→ Given passage:
^^^^^^^^

A) Enantiodivergent Suzuki reactions of secondary alkylboron nucleophiles. B) General mechanism. C) Initial investigation of substrate and ligand influences on stereoselectivity. +% ee = net retention, −% ee = net inversion.

Many efforts have focused on the use of enantioenriched secondary alkylboron nucleophiles in Suzuki cross-coupling reactions (2–4). Significant limitations remain due to slow transmetallation of the highly covalent and sterically congested C(sp³)–B bond in these reagents, as well as the propensity of the resulting Pd-alkyl species to undergo β-hydride elimination/reinsertion sequences, which can result in isomerization of the alkyl group and racemization of the stereocenter. To circumvent prohibitively slow transmetallation, as well as competing β-hydride elimination/reinsertion pathways, most stereospecific Suzuki reactions have required the use of secondary alkylboron nucleophiles that are electronically activated via inclusion of a C(sp²) α-carbon, an a-heteroatom, and/or a strongly coordinating β-carbonyl group (5–17). In addition, alkylboron nucleophiles can undergo transmetallation via either stereoretentive or stereoinvertive pathways depending on the nature of the substrate, catalyst, and/or reaction conditions. In many cases, the factors controlling the dominant mechanism of transmetallation are not understood (Figure 1B). Thus, a predictive stereochemical model for transmetallation of alkylboron reagents remains elusive.

^^^^^^^^

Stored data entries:
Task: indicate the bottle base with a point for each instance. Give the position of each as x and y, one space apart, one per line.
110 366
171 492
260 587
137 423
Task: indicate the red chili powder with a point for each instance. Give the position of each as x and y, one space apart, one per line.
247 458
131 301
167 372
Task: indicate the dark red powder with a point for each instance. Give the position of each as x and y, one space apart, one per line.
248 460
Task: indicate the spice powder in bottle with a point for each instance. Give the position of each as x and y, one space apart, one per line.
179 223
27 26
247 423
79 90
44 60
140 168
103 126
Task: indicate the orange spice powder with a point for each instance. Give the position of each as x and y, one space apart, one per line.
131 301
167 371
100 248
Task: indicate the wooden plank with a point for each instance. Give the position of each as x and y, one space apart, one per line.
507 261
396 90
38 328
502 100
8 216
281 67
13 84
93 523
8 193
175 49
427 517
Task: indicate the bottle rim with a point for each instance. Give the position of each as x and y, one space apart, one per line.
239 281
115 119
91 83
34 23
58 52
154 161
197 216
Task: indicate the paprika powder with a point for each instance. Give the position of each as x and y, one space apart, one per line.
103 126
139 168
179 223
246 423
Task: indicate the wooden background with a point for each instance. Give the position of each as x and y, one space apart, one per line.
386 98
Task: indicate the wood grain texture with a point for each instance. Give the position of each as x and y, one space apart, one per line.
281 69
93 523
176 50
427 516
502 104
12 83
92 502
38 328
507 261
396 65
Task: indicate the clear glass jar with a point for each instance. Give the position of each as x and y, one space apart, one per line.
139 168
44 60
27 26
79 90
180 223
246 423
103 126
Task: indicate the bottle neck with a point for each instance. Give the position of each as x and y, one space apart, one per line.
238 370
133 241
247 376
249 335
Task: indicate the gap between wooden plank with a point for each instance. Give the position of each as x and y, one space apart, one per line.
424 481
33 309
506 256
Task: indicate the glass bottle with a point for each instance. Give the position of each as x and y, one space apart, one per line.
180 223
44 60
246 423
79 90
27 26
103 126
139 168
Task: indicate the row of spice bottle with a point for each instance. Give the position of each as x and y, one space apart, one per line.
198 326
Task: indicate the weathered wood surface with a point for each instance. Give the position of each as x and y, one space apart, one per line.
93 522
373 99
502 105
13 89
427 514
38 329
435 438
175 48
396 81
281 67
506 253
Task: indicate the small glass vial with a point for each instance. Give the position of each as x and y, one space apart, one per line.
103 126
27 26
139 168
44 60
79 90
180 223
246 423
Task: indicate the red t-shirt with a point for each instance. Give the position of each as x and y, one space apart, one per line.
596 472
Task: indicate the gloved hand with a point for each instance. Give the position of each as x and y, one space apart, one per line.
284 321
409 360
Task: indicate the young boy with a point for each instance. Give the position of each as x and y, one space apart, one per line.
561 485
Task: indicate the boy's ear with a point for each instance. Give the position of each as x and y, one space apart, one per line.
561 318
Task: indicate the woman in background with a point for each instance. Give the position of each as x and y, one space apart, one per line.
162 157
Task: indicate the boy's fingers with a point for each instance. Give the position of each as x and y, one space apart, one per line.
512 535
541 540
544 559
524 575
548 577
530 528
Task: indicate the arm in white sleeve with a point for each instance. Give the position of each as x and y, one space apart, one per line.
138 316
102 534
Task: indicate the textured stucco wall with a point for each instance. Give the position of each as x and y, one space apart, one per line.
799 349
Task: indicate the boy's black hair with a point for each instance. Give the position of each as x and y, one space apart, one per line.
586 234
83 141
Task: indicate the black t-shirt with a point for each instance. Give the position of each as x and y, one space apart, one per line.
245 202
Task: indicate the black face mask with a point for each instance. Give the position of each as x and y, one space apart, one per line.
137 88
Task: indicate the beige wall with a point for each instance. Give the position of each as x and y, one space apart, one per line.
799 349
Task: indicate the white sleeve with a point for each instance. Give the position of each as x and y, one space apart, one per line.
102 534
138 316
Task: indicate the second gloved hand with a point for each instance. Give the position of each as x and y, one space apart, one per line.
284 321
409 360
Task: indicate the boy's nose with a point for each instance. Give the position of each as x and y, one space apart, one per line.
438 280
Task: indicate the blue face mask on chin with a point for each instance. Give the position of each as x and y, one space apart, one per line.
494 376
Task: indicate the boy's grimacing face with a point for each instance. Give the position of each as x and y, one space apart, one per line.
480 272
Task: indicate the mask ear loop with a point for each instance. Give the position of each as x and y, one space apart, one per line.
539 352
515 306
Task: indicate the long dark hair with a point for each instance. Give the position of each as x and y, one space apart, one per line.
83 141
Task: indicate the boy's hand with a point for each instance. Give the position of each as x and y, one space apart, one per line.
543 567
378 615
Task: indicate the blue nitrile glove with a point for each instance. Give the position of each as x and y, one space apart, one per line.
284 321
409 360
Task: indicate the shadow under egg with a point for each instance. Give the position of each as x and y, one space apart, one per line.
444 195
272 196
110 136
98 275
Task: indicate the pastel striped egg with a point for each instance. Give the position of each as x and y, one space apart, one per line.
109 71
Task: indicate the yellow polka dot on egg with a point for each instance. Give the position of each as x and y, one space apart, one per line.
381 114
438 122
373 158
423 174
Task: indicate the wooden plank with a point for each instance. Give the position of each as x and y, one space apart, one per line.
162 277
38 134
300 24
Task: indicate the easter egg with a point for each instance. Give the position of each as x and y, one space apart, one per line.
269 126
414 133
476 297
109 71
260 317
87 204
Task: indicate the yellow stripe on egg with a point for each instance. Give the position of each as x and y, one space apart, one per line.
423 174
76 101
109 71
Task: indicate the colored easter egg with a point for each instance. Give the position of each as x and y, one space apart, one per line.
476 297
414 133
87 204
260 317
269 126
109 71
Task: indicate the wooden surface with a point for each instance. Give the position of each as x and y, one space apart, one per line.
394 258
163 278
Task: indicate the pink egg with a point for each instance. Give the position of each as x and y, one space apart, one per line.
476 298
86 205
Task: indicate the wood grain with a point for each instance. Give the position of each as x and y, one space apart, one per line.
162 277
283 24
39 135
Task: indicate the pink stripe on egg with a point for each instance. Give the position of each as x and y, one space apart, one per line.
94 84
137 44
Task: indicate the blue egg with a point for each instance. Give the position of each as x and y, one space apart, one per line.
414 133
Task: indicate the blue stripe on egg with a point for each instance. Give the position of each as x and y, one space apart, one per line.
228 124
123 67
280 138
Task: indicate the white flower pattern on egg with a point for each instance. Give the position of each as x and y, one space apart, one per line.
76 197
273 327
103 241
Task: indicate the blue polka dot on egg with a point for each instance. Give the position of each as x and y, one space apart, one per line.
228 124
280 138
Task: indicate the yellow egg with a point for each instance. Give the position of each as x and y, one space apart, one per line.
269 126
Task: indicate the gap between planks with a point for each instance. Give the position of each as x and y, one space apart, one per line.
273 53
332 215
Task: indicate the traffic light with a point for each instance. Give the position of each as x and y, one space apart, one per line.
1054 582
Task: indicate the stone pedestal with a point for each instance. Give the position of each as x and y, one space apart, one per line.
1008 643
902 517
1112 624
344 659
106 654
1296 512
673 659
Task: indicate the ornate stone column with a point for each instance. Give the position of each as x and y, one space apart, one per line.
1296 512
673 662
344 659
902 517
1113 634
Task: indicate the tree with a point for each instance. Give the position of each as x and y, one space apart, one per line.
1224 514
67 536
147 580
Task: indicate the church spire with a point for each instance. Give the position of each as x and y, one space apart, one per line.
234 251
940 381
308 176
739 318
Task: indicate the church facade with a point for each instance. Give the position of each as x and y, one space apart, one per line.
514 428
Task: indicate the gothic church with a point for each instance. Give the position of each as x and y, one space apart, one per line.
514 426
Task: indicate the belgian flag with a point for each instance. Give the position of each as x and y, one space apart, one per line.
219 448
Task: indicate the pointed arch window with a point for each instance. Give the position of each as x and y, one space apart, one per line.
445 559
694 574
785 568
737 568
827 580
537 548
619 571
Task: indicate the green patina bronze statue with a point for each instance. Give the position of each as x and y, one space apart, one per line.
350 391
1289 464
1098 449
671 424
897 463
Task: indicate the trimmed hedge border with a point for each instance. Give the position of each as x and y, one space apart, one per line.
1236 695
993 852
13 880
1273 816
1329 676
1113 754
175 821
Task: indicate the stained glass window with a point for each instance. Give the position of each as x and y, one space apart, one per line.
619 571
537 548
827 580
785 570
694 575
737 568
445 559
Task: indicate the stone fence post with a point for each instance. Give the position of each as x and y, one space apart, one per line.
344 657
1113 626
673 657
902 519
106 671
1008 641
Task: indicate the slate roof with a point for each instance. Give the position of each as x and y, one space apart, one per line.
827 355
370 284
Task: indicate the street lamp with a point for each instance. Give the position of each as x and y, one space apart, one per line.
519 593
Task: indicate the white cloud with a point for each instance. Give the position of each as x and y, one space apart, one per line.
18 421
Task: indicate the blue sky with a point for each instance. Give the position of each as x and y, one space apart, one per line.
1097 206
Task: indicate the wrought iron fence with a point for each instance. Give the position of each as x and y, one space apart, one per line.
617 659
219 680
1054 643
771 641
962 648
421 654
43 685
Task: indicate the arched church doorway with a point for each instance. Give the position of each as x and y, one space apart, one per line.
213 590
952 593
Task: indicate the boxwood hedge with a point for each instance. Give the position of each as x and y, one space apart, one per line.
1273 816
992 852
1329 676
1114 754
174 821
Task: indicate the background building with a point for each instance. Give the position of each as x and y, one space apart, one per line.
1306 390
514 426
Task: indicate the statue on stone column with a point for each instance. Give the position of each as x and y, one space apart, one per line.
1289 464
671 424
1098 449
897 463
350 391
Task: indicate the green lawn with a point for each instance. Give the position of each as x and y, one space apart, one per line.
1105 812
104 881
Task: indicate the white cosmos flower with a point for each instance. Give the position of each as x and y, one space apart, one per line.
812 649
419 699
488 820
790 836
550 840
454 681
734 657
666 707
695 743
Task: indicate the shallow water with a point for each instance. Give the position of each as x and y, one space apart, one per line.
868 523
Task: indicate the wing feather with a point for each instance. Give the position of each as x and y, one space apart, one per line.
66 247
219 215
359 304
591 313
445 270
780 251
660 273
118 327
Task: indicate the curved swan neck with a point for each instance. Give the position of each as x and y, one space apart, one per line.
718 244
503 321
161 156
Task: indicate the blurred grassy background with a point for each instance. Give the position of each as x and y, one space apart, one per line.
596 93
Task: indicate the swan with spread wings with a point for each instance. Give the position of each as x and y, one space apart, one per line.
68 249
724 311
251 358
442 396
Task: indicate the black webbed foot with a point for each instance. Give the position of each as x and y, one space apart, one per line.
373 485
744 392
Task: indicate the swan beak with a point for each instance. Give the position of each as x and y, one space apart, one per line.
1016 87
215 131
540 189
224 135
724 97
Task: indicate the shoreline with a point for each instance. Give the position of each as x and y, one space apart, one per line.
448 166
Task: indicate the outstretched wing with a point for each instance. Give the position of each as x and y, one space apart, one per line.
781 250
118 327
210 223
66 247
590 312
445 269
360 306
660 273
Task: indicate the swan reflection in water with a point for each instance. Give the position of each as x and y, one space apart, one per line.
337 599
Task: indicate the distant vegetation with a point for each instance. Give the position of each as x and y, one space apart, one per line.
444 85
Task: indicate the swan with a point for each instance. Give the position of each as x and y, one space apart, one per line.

^^^^^^^^

→ The tasks:
**1.** How many lines in the rows contain the word "water"? Reply with the number alone.
**2.** Extend the passage on Suzuki cross-coupling beyond its final sentence.
The passage on Suzuki cross-coupling and the rows have no connection to each other.

→ The answers:
**1.** 2

**2.**
Recently, we reported a stereospecific Pd-catalyzed cross-coupling reaction using unactivated secondary alkylboron nucleophiles (18). With P^tBu₃ as a supporting ligand, enantioenriched arylation products were obtained with transmetallation proceeding primarily via a stereoinvertive mechanism. Whereas several enlightening mechanistic studies have recently been conducted on the transmetallation of arylboron nucleophiles (19–23), these studies have not addressed the transmetallation of alkylboron nucleophiles in C(sp³)–C(sp²) bond-forming processes (24–25). Thus, unactivated alkylboron nucleophiles constitute an attractive starting point from which to investigate the reaction parameters most influential to the mechanism of alkylboron transmetallation. This mechanistic work should simultaneously facilitate the development of new synthetic methods to rationally incorporate/manipulate stereocenters via cross-coupling strategies. To this end, we report a study using predictive statistical models (26–27) to relate phosphine ligand properties to stereochemical outcomes obtained from Pd-catalyzed Suzuki reactions of unactivated enantioenriched secondary alkylboron nucleophiles and aryl electrophiles. With statistical models that rely on a next generation set of molecular descriptors, we achieved a stereoretentive Pd-catalyzed cross-coupling reaction of such nucleophiles. Furthermore, we have identified an improved ligand for the stereoinvertive variant, thus enabling an entirely ligand-controlled enantiodivergent process from a single-enantiomer organoboron nucleophile (28). Our statistical models also provide compelling evidence that each transmetallation pathway is intimately tied to specific electronic properties of the supporting ligand, which serves as a predictive guide to the mechanism of alkylboron transmetallation to palladium.

Initial investigations using electronically differentiated aryl chlorides with enantioenriched ^sBuBF₃K revealed a trend correlating diminished stereofidelity with the use of more electron-deficient coupling partners (Figure 1C, I). This observation suggested that subtle electronic effects could influence the mechanism of transmetallation and the resulting stereochemical outcome. Additionally, when the phosphine ligand was varied in an initial screen with a common aryl chloride electrophile, a considerable change in the reaction outcome from stereoinvertion to stereoretention was found (Figure 1C, II). No obvious correlation was observed between these results and the steric properties (solid angle) of the ligand. Taken together, these outcomes were difficult to interpret and inspired the use of ligand parameterization tools to provide a platform for both predictive ligand performance and mechanistic interrogation.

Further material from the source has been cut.